* _WHAT NEEDS TO BE DONE_: Rewrite the lines of the listing starting at the line containing "Draw the outline of every instance of the wooden" and ending at the line containing "253 L 0 444", changing "wooden jetty" to "timber jetty" and leaving all else unchanged.

* _Records_:
........

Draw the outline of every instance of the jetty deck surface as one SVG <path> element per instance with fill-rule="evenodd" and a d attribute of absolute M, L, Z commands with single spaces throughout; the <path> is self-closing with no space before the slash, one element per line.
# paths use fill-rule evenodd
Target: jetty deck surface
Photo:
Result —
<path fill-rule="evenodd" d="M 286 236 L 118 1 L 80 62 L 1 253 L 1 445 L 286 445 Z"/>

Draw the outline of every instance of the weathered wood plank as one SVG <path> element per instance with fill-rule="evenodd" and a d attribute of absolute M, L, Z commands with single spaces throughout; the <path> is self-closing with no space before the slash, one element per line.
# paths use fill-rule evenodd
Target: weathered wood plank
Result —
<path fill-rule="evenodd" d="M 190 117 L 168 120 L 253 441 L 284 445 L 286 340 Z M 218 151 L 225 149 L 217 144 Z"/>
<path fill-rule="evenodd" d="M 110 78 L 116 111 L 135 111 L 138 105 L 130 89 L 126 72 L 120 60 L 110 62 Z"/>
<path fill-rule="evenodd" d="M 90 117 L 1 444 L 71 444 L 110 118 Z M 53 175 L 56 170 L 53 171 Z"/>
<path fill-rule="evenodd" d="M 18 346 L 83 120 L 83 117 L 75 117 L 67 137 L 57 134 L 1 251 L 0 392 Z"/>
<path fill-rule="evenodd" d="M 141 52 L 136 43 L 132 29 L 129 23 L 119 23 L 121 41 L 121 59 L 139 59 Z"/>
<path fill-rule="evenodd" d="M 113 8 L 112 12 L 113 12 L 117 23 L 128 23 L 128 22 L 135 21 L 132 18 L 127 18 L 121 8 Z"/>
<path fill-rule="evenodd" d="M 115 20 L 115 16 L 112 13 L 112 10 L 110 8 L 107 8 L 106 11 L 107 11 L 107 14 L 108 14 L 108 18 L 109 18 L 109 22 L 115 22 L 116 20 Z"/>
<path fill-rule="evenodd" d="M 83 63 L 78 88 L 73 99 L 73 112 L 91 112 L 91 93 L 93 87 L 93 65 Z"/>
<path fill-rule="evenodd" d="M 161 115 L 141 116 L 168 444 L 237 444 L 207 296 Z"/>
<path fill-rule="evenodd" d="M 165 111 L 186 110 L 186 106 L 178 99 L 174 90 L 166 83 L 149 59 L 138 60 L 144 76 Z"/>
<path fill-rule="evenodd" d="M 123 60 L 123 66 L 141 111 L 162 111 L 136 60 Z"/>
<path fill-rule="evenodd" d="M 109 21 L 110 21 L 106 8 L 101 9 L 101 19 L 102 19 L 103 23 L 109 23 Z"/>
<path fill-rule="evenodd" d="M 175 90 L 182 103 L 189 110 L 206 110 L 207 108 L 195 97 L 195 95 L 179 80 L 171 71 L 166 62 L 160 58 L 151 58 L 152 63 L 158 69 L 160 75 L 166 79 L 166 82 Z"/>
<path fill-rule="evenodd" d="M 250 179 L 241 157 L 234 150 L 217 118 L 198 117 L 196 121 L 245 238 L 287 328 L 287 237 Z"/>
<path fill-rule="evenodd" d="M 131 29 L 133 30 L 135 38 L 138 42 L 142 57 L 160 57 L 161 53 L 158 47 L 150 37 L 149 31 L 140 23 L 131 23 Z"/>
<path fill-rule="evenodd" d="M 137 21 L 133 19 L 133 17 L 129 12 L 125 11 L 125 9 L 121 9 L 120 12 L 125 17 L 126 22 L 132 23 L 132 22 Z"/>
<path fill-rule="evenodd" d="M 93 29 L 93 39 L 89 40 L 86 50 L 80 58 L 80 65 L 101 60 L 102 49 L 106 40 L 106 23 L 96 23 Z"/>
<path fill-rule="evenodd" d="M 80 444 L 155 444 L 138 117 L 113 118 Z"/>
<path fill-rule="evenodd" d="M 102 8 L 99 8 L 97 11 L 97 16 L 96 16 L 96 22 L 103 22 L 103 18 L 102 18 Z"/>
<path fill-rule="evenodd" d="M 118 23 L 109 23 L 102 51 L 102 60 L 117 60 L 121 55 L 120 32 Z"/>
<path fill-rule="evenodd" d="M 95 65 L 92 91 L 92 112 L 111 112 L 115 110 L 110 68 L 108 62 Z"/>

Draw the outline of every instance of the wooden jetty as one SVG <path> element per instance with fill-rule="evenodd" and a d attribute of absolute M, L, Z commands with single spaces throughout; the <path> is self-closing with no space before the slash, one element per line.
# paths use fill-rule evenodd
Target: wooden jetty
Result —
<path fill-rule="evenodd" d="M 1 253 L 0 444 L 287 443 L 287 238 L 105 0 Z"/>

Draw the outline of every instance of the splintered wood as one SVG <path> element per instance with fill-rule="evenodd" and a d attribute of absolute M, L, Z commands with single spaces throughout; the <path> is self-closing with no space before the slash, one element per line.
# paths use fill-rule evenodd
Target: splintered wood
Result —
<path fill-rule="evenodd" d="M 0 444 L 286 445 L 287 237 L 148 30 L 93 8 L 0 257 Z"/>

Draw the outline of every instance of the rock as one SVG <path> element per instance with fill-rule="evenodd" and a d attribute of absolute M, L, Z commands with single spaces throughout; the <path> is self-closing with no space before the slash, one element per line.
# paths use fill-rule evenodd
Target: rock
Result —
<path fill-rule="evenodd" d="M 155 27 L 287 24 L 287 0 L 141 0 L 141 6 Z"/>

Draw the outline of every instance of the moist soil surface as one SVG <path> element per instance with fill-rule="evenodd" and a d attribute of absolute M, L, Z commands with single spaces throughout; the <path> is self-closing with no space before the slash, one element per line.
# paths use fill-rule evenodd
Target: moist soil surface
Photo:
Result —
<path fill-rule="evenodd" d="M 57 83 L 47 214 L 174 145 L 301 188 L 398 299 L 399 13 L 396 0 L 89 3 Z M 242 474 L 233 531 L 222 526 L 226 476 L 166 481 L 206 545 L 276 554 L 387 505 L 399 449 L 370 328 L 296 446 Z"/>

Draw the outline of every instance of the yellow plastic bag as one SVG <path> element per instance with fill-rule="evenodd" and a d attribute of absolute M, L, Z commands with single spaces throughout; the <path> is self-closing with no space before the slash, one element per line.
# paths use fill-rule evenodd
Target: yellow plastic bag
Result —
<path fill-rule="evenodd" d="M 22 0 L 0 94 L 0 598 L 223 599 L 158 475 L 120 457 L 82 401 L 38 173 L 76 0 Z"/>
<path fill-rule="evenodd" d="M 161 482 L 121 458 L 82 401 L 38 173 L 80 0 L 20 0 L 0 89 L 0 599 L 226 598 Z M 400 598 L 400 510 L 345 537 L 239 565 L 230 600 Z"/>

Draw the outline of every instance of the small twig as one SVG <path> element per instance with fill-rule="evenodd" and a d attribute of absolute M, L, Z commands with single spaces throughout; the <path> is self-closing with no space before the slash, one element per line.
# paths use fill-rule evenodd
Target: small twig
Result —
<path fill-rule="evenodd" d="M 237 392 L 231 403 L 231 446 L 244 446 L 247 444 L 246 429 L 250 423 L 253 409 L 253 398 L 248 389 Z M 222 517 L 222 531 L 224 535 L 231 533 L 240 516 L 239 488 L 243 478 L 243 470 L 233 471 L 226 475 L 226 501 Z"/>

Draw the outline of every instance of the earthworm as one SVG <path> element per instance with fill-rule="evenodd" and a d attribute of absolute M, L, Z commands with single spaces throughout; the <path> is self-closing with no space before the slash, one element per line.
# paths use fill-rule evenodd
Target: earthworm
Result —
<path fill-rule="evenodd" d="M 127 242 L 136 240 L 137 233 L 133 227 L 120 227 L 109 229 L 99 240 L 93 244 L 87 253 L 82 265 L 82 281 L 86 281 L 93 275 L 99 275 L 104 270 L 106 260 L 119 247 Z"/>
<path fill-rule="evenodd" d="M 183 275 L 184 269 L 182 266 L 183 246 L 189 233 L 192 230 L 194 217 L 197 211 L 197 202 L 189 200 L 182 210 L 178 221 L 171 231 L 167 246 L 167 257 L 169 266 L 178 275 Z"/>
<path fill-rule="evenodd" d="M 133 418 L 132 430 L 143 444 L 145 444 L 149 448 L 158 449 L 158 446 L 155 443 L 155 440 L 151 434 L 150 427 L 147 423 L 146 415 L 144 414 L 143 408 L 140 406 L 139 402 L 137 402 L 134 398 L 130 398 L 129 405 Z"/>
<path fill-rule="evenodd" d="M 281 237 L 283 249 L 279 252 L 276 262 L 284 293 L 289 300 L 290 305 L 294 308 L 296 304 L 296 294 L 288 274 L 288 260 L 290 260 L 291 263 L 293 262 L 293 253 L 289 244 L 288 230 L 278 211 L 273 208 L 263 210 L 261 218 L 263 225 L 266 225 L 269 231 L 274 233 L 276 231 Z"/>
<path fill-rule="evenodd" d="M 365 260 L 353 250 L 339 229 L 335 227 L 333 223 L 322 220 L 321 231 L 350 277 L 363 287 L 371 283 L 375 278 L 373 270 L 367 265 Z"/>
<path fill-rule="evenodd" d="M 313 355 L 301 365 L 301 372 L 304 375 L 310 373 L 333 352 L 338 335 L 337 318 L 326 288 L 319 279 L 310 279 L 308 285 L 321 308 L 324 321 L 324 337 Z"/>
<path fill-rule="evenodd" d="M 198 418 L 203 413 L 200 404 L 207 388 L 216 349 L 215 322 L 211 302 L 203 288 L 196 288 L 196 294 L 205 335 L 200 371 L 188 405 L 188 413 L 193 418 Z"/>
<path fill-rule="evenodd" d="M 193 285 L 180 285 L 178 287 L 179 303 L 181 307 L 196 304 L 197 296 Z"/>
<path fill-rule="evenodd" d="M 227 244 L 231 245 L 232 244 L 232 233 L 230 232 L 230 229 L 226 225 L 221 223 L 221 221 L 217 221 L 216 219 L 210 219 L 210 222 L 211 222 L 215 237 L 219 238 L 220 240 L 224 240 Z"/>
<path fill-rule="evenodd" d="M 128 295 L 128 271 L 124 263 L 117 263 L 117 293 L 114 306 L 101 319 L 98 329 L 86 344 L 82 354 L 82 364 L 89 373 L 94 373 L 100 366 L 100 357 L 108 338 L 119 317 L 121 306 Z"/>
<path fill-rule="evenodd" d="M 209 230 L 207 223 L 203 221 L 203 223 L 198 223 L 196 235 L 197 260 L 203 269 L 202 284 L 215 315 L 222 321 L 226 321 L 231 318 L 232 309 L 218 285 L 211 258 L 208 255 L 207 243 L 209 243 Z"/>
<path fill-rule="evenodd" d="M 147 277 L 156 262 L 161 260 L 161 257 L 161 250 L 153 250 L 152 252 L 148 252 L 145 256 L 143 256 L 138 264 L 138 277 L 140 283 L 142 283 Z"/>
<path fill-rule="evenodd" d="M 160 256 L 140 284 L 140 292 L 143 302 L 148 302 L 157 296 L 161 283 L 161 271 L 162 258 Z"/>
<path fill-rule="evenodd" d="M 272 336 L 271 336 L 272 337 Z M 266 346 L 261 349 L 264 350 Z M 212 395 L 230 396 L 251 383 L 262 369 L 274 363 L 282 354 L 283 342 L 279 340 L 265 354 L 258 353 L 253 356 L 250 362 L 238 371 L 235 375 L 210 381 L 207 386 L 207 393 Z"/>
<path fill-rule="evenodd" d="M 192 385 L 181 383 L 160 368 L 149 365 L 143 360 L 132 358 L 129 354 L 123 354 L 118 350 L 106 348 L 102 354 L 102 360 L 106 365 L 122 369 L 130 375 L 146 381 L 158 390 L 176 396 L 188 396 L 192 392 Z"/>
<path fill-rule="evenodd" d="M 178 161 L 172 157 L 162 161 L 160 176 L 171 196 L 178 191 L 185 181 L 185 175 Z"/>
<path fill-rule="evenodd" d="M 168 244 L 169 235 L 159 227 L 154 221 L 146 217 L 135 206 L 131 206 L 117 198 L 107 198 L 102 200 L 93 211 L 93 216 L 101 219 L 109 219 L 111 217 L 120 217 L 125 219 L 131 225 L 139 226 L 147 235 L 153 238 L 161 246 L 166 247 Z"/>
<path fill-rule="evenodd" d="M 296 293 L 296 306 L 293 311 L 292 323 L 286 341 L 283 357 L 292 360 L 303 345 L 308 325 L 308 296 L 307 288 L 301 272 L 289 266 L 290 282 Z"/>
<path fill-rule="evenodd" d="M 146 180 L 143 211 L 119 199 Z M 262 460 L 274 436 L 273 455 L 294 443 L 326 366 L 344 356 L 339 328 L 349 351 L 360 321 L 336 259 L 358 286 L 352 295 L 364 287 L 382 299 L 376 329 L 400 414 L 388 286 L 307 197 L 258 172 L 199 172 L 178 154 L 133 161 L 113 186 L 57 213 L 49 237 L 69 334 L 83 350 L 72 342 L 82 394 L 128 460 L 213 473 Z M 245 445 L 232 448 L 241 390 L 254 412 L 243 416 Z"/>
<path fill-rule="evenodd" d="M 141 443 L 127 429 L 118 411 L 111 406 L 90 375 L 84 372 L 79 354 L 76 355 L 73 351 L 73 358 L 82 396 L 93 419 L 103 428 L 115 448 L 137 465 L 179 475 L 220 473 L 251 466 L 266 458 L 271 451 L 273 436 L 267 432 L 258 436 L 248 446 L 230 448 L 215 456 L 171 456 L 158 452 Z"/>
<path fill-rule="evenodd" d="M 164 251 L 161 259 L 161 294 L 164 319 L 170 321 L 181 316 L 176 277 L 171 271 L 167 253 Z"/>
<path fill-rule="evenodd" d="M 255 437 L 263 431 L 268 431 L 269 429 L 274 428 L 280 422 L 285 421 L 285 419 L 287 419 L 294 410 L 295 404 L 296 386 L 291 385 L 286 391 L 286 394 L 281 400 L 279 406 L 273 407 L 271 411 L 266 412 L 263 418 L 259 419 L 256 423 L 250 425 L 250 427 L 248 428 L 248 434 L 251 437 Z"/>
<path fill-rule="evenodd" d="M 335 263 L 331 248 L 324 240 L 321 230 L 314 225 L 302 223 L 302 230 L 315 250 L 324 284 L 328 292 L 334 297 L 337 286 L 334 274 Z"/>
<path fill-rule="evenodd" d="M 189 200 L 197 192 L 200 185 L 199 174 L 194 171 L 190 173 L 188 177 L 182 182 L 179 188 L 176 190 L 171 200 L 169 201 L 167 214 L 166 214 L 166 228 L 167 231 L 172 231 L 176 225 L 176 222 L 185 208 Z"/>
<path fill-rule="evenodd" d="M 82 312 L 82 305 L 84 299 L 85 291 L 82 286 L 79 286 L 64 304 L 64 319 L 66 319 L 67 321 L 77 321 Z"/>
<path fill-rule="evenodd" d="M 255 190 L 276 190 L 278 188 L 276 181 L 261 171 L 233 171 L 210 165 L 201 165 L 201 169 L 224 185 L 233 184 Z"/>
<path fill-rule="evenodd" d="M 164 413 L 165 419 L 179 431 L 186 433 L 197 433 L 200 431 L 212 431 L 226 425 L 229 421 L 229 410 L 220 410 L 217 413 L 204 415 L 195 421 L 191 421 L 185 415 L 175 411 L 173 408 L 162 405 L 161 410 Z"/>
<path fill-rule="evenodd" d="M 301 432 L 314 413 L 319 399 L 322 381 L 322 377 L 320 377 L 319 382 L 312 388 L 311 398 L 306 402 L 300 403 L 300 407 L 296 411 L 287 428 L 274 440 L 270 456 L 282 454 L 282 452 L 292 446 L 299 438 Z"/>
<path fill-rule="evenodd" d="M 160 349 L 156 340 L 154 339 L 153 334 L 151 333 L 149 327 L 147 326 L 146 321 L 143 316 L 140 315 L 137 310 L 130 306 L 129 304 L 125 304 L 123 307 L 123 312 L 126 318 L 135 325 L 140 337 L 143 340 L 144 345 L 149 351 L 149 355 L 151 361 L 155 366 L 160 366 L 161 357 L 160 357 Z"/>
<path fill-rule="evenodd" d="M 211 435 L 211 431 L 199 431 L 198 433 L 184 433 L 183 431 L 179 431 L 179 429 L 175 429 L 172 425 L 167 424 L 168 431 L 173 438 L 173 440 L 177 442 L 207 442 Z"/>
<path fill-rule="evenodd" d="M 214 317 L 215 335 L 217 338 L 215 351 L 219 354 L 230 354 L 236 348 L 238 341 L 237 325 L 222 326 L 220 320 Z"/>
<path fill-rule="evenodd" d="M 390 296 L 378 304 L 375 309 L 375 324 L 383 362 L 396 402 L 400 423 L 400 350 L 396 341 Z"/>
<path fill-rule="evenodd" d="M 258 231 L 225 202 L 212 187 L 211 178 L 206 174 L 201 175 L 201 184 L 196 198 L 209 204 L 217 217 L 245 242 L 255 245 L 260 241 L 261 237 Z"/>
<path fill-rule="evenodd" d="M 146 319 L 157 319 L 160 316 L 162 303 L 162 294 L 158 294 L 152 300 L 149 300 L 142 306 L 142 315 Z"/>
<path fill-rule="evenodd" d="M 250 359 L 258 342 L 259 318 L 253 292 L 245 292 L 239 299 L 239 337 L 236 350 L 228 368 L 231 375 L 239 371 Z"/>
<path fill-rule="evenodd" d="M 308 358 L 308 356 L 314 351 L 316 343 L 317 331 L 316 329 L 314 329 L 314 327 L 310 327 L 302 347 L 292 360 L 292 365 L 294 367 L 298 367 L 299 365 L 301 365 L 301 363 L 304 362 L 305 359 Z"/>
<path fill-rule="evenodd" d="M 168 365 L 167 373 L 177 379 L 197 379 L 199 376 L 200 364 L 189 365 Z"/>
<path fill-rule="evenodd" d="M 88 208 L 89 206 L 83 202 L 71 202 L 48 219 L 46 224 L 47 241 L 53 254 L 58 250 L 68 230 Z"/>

........

* _EXERCISE OUTPUT_:
Draw the outline of every instance of the timber jetty as one SVG <path> element per instance with fill-rule="evenodd" and a d attribute of absolute M, L, Z commands with single spaces throughout; the <path> is self-closing with no space before the slash, one element per line.
# paths use fill-rule evenodd
Target: timber jetty
Result —
<path fill-rule="evenodd" d="M 1 253 L 0 444 L 287 443 L 287 238 L 105 0 Z"/>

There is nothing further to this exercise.